Armstrong has a chart of the US dollar index showing how the dollar rallied substantially against other currencies in the initial aftermath of the Creditanstalt failure.
Armstrong wrote this past March 26th:
Then the dollar rose sharply during the 1931 Sovereign Debt Crisis. We are seeing this right now internally as well within Europe. As fear rises that the Euro will collapse, capital is shifting to Germany driving the bunds to historic highs and the DAX to highs.
What Armstrong Sees Happening Now
On August 6, Armstrong wrote this in a post about the next 2 months leading up to October 1st:
The next two months going into September will be both interesting and critical. The NASDAQ Composite made new highs in July, but the S&P500 and the Dow Jones Industrials failed to exceed May highs. The general consensus is that there will be a rate hike in September and another in December, so if we back-off from this point we may see the share market react in anticipation to the downside. This would help send cash running into the short-term government paper, making that final peak in price (low in interest rates). Thereafter, we may see the ultimate confusion as stocks rise with rising interest rates, as they did between 1927 and 1929.
What Armstrong sees happening by October 1st, is a peak in bond prices and a low in interest rates from that point forward. The correction we're now seeing in stocks is reflecting that exactly as forecasted as investors sell shares and buy bonds.
If this all plays out as planned over the next 7 weeks, once the bond prices peak (yields bottom), as the defaults begin to materialize over the following 2 years, money may well run to stocks for safety and, as Armstrong suggests, interest rates will rise along with share prices in 2016 and in 2017 confusing many.

§ **EXERCISE PROMPT**
Please return everything from "What Armstrong sees happening by" down to "2017 confusing many." in the passage on Armstrong's market forecasts, copied word for word.

§ **RAW DATA**
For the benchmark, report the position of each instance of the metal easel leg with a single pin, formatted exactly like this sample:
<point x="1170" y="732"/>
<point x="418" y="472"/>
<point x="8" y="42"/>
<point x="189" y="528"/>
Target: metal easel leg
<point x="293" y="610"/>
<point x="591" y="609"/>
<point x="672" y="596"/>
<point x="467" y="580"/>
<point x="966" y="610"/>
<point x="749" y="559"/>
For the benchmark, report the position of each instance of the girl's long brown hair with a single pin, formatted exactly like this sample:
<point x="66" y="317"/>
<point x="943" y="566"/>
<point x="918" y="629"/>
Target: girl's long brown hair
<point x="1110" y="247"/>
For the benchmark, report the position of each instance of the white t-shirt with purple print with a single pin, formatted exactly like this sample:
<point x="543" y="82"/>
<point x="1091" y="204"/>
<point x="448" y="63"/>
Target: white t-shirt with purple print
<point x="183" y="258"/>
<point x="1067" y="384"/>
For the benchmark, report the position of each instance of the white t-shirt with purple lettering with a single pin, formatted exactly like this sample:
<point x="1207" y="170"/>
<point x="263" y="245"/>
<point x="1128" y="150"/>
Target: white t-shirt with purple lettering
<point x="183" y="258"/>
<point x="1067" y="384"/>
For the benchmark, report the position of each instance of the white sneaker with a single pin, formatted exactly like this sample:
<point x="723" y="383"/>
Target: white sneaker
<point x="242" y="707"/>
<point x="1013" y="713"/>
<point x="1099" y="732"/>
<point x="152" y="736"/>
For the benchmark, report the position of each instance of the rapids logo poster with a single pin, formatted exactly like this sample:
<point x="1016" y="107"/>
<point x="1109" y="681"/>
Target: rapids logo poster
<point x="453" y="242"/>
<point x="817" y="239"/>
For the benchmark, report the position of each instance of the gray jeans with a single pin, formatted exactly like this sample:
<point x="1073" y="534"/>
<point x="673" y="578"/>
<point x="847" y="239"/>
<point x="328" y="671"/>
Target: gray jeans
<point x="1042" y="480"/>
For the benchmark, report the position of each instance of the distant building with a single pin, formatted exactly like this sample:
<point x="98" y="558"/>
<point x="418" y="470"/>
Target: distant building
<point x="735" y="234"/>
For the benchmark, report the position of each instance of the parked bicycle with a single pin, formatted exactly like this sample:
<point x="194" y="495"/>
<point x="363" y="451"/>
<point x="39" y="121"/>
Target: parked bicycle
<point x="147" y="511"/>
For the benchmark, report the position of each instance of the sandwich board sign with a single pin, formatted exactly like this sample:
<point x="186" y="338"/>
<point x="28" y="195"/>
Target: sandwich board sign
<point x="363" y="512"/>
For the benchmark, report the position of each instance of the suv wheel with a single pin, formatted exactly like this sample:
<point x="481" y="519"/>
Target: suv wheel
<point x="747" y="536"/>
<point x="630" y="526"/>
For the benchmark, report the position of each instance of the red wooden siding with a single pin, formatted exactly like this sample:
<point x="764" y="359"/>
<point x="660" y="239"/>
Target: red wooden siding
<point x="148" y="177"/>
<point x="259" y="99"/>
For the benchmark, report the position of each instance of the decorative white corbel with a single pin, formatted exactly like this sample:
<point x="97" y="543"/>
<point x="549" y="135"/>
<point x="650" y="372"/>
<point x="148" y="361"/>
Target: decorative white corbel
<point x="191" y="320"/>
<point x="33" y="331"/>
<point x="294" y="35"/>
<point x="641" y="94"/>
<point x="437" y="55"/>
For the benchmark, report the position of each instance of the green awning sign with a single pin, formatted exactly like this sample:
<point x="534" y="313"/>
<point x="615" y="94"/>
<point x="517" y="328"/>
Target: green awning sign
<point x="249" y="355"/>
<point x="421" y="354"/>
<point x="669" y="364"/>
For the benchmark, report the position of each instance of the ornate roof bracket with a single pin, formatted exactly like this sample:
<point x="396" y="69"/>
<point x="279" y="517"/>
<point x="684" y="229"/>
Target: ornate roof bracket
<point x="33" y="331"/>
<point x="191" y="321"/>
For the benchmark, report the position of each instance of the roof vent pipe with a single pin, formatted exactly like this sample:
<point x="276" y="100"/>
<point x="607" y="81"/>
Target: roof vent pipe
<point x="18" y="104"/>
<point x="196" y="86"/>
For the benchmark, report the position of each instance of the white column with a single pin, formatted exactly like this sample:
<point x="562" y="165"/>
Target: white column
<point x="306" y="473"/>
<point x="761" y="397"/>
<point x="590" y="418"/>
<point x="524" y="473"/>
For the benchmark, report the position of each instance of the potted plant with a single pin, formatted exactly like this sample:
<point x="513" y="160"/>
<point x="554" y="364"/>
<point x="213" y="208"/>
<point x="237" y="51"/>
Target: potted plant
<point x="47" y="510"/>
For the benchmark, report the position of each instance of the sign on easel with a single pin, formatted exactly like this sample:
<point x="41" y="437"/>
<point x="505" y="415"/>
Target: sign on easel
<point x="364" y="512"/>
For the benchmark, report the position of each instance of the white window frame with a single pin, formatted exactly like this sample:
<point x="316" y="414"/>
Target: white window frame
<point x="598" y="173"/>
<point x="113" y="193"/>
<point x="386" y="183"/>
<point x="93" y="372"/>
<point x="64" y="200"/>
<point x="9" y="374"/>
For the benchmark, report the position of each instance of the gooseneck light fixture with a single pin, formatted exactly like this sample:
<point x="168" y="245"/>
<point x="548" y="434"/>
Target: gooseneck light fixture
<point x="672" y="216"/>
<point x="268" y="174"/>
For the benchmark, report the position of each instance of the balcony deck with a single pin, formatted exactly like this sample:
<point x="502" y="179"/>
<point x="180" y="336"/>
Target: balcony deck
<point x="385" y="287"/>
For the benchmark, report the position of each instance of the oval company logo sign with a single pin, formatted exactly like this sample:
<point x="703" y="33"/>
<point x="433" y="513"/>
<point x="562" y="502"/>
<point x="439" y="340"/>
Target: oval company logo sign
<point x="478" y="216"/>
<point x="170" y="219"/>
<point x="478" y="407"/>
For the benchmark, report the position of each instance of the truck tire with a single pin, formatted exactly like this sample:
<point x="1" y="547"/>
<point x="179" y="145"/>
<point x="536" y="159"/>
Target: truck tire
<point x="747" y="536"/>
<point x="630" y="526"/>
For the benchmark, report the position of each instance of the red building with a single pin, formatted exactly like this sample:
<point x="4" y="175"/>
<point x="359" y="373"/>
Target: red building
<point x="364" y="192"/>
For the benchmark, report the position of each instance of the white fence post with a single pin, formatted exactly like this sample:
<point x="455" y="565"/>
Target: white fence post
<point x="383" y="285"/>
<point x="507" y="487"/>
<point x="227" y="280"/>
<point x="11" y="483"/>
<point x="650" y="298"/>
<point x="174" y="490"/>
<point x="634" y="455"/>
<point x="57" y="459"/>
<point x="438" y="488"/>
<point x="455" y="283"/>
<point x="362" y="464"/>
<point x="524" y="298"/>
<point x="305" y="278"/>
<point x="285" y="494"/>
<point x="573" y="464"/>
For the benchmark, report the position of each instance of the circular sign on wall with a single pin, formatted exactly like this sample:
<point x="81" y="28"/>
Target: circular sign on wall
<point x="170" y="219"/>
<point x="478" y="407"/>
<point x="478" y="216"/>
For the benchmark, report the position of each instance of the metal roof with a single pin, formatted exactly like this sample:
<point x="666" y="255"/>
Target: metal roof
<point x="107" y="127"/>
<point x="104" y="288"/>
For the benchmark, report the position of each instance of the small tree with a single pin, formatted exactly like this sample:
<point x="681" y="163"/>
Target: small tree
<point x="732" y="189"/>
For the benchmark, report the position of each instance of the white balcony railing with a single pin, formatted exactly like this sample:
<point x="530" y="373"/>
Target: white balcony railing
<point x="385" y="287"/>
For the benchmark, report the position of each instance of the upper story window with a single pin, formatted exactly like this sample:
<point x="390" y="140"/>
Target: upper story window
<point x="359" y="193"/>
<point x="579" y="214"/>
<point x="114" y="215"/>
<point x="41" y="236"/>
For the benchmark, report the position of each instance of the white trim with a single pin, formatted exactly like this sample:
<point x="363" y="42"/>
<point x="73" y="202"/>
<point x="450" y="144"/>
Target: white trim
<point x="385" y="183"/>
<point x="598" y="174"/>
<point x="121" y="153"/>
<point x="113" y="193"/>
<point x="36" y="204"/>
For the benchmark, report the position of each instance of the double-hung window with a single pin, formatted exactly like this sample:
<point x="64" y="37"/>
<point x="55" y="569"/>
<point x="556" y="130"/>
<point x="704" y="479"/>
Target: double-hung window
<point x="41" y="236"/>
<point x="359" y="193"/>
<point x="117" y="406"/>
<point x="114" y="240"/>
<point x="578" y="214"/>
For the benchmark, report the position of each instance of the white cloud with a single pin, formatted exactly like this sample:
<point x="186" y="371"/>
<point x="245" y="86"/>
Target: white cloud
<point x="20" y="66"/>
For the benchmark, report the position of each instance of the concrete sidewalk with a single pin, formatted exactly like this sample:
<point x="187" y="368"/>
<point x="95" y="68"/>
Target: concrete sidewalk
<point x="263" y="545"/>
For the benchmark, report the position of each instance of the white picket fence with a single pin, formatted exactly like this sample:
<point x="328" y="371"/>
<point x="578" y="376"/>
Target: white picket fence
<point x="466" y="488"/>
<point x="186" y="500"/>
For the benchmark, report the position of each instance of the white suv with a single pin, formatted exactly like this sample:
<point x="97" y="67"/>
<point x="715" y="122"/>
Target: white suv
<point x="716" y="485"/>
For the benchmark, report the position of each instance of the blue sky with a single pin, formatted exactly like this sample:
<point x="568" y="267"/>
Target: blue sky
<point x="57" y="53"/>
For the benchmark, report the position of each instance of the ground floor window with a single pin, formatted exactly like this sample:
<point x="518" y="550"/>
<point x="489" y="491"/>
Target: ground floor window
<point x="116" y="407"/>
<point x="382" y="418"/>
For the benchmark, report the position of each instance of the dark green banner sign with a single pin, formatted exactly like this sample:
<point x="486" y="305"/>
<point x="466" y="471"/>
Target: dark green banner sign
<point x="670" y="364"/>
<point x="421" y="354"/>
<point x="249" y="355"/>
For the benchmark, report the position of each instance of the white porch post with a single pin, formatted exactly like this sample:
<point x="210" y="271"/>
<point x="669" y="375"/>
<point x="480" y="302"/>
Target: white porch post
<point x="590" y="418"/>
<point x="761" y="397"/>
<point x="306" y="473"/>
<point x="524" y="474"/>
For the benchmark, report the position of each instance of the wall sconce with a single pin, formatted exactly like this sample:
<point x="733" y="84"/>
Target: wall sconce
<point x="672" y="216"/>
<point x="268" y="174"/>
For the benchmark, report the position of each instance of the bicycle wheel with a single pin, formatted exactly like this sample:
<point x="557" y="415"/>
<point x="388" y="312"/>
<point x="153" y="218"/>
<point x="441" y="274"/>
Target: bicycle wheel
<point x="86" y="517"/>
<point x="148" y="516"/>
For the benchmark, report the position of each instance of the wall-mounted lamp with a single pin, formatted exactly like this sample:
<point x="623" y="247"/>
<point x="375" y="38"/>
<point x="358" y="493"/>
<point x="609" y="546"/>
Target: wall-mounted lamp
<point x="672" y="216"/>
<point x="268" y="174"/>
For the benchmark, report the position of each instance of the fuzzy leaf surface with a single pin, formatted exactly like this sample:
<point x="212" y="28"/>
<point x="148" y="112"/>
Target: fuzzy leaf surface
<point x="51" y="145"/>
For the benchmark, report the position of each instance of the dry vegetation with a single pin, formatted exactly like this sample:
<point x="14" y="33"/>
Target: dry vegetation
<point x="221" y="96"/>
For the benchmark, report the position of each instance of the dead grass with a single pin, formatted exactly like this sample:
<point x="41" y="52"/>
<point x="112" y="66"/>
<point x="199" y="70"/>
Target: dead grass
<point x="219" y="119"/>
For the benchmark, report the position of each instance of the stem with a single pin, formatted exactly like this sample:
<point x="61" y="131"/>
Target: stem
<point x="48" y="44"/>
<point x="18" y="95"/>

§ **WRITTEN ANSWER**
What Armstrong sees happening by October 1st, is a peak in bond prices and a low in interest rates from that point forward. The correction we're now seeing in stocks is reflecting that exactly as forecasted as investors sell shares and buy bonds.
If this all plays out as planned over the next 7 weeks, once the bond prices peak (yields bottom), as the defaults begin to materialize over the following 2 years, money may well run to stocks for safety and, as Armstrong suggests, interest rates will rise along with share prices in 2016 and in 2017 confusing many.